### TASK INPUTS

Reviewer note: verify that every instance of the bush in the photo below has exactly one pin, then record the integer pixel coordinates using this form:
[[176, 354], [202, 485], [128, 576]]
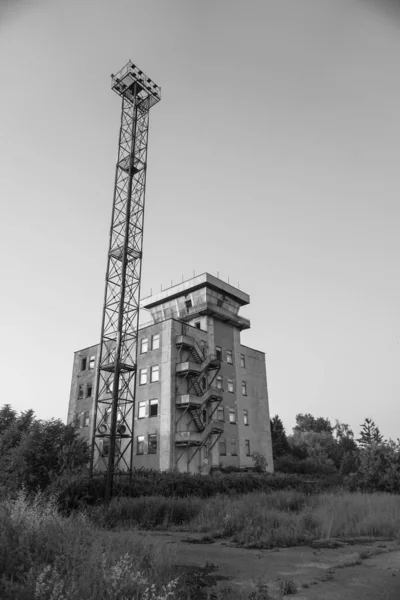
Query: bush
[[79, 490], [46, 556]]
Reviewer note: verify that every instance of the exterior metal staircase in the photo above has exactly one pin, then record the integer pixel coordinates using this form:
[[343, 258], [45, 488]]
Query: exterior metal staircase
[[201, 393]]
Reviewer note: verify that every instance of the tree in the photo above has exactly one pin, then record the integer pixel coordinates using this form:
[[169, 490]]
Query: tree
[[309, 423], [7, 416], [33, 452], [369, 434], [280, 444]]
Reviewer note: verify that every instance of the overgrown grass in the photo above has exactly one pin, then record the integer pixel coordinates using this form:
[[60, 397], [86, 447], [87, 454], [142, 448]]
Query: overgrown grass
[[357, 514], [44, 556], [283, 518], [289, 518], [152, 512]]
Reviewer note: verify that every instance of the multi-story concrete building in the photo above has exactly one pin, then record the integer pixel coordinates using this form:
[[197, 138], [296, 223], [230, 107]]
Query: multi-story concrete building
[[201, 395]]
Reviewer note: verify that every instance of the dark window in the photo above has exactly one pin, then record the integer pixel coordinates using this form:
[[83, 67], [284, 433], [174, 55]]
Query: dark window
[[142, 376], [104, 447], [222, 448], [152, 448], [140, 444], [142, 409], [154, 407], [154, 373], [155, 341], [233, 448]]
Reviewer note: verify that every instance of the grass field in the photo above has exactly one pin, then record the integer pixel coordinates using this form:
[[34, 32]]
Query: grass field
[[46, 556], [283, 518]]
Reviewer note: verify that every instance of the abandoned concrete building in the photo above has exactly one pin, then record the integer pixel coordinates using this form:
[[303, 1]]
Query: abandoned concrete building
[[201, 396]]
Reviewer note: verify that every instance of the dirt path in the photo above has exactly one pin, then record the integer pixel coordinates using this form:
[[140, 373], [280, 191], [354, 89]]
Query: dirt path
[[319, 573]]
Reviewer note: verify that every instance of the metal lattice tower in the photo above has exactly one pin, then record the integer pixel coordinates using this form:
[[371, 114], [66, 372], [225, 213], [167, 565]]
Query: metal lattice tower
[[112, 441]]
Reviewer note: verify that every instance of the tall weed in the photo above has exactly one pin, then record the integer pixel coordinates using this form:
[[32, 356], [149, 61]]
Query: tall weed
[[49, 557]]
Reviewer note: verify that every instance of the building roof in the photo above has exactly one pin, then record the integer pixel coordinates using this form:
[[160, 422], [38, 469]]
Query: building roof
[[195, 283]]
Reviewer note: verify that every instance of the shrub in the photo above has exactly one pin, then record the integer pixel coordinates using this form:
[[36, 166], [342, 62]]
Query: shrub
[[44, 555]]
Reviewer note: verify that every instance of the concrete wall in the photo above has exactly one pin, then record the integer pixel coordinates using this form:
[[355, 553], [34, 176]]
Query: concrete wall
[[85, 377], [258, 430], [160, 390]]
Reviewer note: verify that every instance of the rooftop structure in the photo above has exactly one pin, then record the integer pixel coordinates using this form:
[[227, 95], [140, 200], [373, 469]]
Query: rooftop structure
[[201, 395]]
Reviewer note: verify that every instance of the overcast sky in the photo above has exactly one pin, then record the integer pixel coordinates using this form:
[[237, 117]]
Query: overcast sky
[[273, 160]]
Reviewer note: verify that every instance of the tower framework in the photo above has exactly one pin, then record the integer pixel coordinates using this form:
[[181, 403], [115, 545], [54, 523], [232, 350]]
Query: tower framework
[[112, 440]]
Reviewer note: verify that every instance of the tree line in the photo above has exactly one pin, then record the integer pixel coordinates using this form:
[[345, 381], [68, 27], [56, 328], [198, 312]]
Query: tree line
[[35, 453], [316, 447]]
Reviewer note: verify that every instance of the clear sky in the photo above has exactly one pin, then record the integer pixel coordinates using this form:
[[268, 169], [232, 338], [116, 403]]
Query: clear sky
[[273, 160]]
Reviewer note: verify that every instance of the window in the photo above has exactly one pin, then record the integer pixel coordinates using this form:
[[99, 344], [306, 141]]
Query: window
[[154, 373], [104, 447], [152, 448], [142, 409], [222, 448], [233, 448], [155, 341], [86, 419], [142, 376], [140, 444], [154, 407], [247, 447]]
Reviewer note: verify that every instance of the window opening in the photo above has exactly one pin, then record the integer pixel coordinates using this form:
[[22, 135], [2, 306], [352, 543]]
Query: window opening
[[142, 409], [154, 373], [154, 407], [155, 341], [152, 447], [143, 376], [140, 444]]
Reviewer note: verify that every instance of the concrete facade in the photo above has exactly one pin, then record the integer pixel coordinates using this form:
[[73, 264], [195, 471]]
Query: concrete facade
[[201, 396]]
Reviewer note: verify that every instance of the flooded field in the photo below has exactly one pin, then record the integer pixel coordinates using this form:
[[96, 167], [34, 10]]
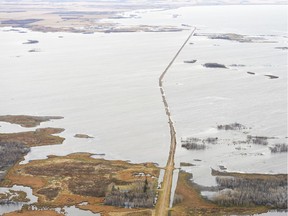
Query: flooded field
[[106, 86]]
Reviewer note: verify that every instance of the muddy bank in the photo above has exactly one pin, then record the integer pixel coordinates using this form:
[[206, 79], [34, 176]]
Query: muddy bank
[[39, 137], [77, 178], [27, 121]]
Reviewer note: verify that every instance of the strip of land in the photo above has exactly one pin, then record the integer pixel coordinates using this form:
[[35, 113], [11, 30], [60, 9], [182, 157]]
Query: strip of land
[[165, 193]]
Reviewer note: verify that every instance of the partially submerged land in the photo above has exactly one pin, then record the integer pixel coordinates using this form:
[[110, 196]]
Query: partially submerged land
[[237, 199], [27, 121], [195, 143], [77, 178], [236, 37], [14, 146]]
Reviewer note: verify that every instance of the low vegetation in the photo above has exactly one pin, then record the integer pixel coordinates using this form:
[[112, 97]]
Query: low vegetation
[[239, 191], [192, 143], [39, 137], [10, 153], [76, 178], [142, 194], [233, 126], [13, 196], [278, 148], [27, 121], [259, 140], [214, 65], [241, 194]]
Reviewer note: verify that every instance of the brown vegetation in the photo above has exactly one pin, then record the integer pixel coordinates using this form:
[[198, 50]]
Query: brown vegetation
[[39, 137], [77, 178], [13, 196], [27, 121], [233, 126], [188, 200], [278, 148], [33, 213], [82, 136]]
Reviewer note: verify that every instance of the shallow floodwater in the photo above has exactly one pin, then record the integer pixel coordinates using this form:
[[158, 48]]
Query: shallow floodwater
[[106, 86]]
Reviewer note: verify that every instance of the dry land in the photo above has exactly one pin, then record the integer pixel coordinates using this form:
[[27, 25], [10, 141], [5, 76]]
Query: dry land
[[27, 121], [77, 178], [39, 137]]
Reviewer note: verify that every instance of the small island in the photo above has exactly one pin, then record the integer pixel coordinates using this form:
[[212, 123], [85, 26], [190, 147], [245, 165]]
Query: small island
[[214, 65]]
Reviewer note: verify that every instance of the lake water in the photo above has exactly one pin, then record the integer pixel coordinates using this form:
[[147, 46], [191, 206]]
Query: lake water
[[106, 85]]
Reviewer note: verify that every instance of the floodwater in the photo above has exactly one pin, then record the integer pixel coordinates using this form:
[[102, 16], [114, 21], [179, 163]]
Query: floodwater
[[106, 86]]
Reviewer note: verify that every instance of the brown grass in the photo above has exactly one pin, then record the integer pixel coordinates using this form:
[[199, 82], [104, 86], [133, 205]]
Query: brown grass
[[33, 213], [39, 137], [27, 121], [68, 180], [193, 204]]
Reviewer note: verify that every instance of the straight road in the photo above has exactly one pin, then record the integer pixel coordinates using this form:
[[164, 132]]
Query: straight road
[[163, 201]]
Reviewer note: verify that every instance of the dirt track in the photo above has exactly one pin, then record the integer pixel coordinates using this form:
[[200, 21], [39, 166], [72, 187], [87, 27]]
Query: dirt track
[[163, 202]]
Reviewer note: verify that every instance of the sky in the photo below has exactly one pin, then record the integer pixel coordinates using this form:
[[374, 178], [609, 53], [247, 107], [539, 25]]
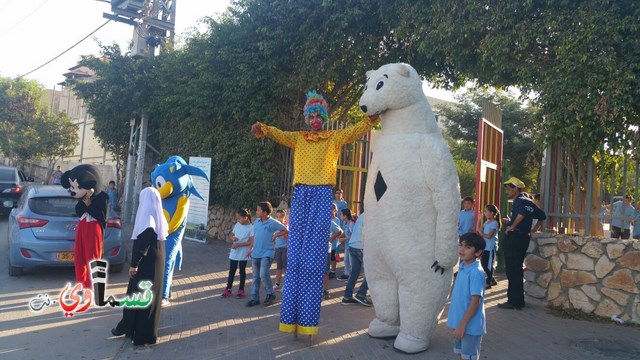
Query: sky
[[33, 32]]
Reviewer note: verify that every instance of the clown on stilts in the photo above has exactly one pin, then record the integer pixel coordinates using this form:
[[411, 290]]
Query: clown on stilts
[[315, 162]]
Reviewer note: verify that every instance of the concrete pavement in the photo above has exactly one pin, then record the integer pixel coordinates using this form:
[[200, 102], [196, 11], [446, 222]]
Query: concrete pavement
[[199, 324]]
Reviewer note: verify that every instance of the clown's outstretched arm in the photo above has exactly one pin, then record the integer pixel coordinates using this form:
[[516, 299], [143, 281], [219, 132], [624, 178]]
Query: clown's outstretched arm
[[178, 216], [352, 133], [446, 197], [286, 138]]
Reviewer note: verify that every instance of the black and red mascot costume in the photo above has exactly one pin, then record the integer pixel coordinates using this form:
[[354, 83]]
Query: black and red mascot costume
[[84, 183]]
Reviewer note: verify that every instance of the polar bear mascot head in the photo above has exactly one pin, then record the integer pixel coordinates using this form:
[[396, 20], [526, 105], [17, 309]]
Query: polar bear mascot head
[[398, 88]]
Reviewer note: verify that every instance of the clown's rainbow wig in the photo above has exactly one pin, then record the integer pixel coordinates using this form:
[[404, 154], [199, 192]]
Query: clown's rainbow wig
[[316, 103]]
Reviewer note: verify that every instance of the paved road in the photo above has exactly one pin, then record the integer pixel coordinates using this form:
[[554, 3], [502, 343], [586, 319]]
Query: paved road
[[202, 325]]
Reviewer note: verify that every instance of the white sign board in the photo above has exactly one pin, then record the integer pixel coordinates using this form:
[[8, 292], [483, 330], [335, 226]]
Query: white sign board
[[198, 215]]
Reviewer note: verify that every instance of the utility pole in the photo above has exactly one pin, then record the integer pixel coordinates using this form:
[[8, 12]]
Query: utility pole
[[154, 23]]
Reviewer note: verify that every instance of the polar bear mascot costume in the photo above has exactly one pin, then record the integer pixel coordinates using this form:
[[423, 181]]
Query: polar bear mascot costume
[[412, 200]]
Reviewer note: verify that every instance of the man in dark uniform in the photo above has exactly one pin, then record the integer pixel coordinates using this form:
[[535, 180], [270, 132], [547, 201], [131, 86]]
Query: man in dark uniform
[[517, 240]]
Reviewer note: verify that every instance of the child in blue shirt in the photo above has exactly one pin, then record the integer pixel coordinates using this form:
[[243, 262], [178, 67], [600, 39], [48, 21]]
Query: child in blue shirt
[[489, 232], [466, 217], [281, 251], [266, 229], [113, 197], [466, 311], [242, 238]]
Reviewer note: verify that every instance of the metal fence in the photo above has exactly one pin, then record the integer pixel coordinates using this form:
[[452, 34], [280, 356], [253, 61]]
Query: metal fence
[[578, 194]]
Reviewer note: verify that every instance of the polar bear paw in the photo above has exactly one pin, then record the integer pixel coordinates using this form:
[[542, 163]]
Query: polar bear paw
[[379, 329], [410, 344]]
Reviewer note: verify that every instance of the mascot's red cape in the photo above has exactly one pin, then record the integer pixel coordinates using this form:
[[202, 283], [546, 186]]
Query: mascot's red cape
[[84, 183]]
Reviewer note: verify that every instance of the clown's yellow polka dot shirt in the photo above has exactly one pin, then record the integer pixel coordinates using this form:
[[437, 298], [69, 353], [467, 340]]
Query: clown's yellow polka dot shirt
[[315, 159]]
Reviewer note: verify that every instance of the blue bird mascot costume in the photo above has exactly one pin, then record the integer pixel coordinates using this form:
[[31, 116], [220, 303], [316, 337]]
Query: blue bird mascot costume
[[173, 180]]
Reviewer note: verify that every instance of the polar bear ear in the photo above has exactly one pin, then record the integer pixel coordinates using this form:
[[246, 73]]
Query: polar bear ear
[[403, 70]]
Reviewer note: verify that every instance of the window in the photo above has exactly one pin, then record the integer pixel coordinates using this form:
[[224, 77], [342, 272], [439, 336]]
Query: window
[[54, 206]]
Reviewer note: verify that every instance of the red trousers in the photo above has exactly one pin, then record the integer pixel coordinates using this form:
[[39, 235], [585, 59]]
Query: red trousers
[[88, 247]]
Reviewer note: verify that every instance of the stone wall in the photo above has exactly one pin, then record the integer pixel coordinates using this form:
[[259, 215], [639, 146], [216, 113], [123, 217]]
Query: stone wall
[[592, 274]]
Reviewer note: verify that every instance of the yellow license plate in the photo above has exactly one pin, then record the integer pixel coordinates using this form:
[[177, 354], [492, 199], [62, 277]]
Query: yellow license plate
[[65, 256]]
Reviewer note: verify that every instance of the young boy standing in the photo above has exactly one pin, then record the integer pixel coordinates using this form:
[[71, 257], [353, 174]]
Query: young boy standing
[[266, 229], [466, 311], [467, 216]]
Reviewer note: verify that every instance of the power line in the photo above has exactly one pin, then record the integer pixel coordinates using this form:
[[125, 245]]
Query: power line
[[64, 52]]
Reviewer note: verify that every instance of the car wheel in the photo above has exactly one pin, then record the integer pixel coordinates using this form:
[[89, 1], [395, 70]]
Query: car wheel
[[15, 271], [117, 268]]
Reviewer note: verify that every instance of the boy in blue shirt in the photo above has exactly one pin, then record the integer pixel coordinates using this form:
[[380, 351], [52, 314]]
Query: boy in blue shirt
[[266, 230], [467, 216], [113, 197], [466, 311]]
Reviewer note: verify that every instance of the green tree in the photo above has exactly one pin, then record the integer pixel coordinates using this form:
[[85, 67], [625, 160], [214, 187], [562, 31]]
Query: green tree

######

# WORK ORDER
Establish how many lines of the data above contain "below". State that number and no more.

# TASK SOLUTION
3